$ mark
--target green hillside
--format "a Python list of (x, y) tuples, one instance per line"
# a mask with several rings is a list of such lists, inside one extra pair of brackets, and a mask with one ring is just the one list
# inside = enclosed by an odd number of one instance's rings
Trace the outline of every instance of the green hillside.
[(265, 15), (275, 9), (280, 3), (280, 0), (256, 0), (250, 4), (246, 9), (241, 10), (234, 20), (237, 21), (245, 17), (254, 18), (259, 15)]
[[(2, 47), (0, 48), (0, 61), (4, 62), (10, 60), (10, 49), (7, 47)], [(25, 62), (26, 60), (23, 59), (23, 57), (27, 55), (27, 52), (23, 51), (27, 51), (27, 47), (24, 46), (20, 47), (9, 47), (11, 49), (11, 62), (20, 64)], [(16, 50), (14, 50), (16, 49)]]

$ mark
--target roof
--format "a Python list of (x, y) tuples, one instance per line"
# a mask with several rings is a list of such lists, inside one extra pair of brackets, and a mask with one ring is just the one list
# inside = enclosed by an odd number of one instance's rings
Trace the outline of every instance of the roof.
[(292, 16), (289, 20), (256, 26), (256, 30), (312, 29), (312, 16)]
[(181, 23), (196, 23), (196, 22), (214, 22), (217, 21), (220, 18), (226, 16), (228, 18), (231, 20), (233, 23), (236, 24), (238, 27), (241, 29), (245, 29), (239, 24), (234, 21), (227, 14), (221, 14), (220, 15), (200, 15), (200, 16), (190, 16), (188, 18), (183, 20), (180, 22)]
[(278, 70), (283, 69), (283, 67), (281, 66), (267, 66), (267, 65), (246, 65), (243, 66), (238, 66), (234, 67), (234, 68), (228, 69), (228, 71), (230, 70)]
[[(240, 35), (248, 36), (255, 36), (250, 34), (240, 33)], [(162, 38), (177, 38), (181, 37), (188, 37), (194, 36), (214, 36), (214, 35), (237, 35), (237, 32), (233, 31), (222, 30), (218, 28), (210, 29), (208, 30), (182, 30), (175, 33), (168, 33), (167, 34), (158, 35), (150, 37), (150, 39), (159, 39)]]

● ● ● ● ●

● **Task brief**
Edit the listing above so that every occurrence of "green hillside" reads "grassy slope", and leave everything else as it is.

● **Answer to the problem**
$ mark
--target grassy slope
--format "a Python list of (x, y) tuples, one instance per line"
# a mask with several rings is a list of such lists, inside one extra pair of brackets, and a mask with one ring is just the one list
# inside = enclosed by an odd number of one instance's rings
Trace the outline of every instance of the grassy slope.
[(265, 15), (275, 9), (280, 3), (280, 0), (256, 0), (250, 4), (246, 9), (241, 10), (234, 20), (237, 21), (245, 17), (254, 18), (259, 15)]
[[(2, 47), (0, 48), (0, 61), (4, 62), (10, 60), (10, 49), (7, 47)], [(25, 62), (26, 60), (23, 59), (23, 57), (27, 55), (27, 52), (23, 51), (27, 51), (27, 47), (24, 46), (20, 47), (9, 47), (11, 49), (11, 62), (20, 64)], [(16, 50), (14, 50), (16, 49)]]

$ mark
--target roof
--format "a Python list of (x, y) tuples, one instance per line"
# a mask with several rings is a list of such lists, inside one extra pair of brackets, and a mask with one ring is just the one list
# inside = enclosed by an odd number of one instance's rings
Trace the outline of every instance of the roof.
[(292, 16), (289, 20), (256, 26), (256, 30), (312, 29), (312, 16)]
[(181, 23), (196, 23), (196, 22), (214, 22), (217, 21), (220, 18), (226, 16), (228, 18), (231, 20), (233, 23), (236, 24), (238, 27), (241, 29), (245, 29), (239, 24), (234, 21), (227, 14), (221, 14), (220, 15), (200, 15), (200, 16), (190, 16), (188, 18), (183, 20), (180, 22)]
[(278, 70), (283, 69), (283, 67), (281, 66), (267, 66), (267, 65), (246, 65), (243, 66), (238, 66), (234, 67), (234, 68), (228, 69), (228, 71), (230, 70)]
[[(240, 35), (248, 36), (255, 36), (250, 34), (240, 33)], [(162, 38), (177, 38), (181, 37), (188, 37), (194, 36), (214, 36), (214, 35), (237, 35), (237, 32), (233, 31), (222, 30), (218, 28), (210, 29), (208, 30), (182, 30), (175, 33), (168, 33), (167, 34), (158, 35), (150, 37), (150, 39), (159, 39)]]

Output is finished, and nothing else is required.